**EXERCISE DESCRIPTION:** Continue the reflection below on memory versus sight, picking up right after its last sentence.

**QUOTED PASSAGE:**
╭──
This morning’s preacher worked from Philippians 3 and urged us to “press on.” In his message he used a “preacher story” about a man who was faced with a major medical crisis. If he had the risky surgery, he might lose his sight. If he didn’t have the surgery, he could lose his memory. Which would he choose>as told in the story, he chose the side of sight. “I’d rather see where I’m going than remember where I’ve been.
I understand this point. I like to know where I’m going. Picky person that I am, however, I’m not happy with the minimization of the role of memory. In fact, I don’t think we can adequately understand where we’re going – or even that we’re going – without memory.
Let’s try the real world for a moment. I’ve known many people throughout the years who faced the reality of losing their memory – usually through some form of dementia, and others who have faced the reality of losing their sight. Unlike the story, they weren’t faced with an either/or decision. But that’s not the point. As a friend – and son (and grandson) – of people who have lost their memory, I know that that loss is more than a simple “I don’t remember the events of my life.” The loss of memory is a loss of relationship and identity. With dementia people lose their families – even when those families are still around them. They lose the memory not just of complex things like the failures and losses of life, but of the simple tasks we take for granted like walking and eating. Memory matters.
Let’s suppose that sight is to be most valued because we want to see where we’re going. We want to be future-oriented rather than past-oriented. That’s a good idea. We live into the future. But where are we going? Is my intention to go to a particular place or to achieve a particular goal possible without the memory of those intentions? Without the memory of the skills necessary to fulfill those intentions?
╰──
**DATASET RECORDS:**
╭──
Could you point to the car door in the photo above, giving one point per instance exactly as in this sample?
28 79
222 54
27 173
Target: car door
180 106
╰──
**RESPONSE FOR THIS EXERCISE:**
Doubtless there are elements of our past we’d rather not remember. Some of these elements were inflicted on us by others, some were self-inflicted. Some come with great pain and sadness. Some damaged us deeply. Assuming, for the moment, that losing the memory of those events will also erase the effects of those events, such a loss of memory sounds like a good thing. But I’d suggest it’s not wholly good. At least some of the things we’ve suffered have made us stronger and better (no, I’m not going to argue for the silly cliché that “Whatever doesn’t kill me makes me stronger”). We’ve learned from what has happened to us and from what we’ve done. What we’ve learned helps us understand what we’re seeing ahead and can aid our discernment of where we’re going in the future. Without the memory that a particular action leads to pain or disaster we might be doomed to experience it over and over.
So which would I choose, if I had to give up memory or sight? If I were absolutely forced to choose – and I’d rather not be – I’d choose to give up sight. I love my sight. I love reading and experiencing visual beauty. I love being able to navigate the world for myself, whether by walking or driving. But consider that little phrase, “for myself.” I believe I would be ahead in life if my memory were intact but I had to rely on others to help me see. I know the other situation. When my dad could no longer remember who we were, when he and others I love could no longer even remember who they themselves were, we who loved them could remember. That’s the light in the darkness, the good news in the midst of the loss of memory. I might not remember myself any longer, but I am remembered. People know me even when I no longer no myself. And when all those who know me fall away, God remains. Ultimately then, my identity doesn’t lie in my knowledge of myself, important and lovely as that is. Neither does it lie in my being known by other people. My identity finally, and most blessedly, lies in being known by God. That’s the kind of knowledge that will hold me through eternity. It’s in eternity with Jesus that I will not only come to know as I am known, but also to see as I am seen. I will see myself, others, and God in a way that makes even my current (mostly adequate) sight seem like blindness.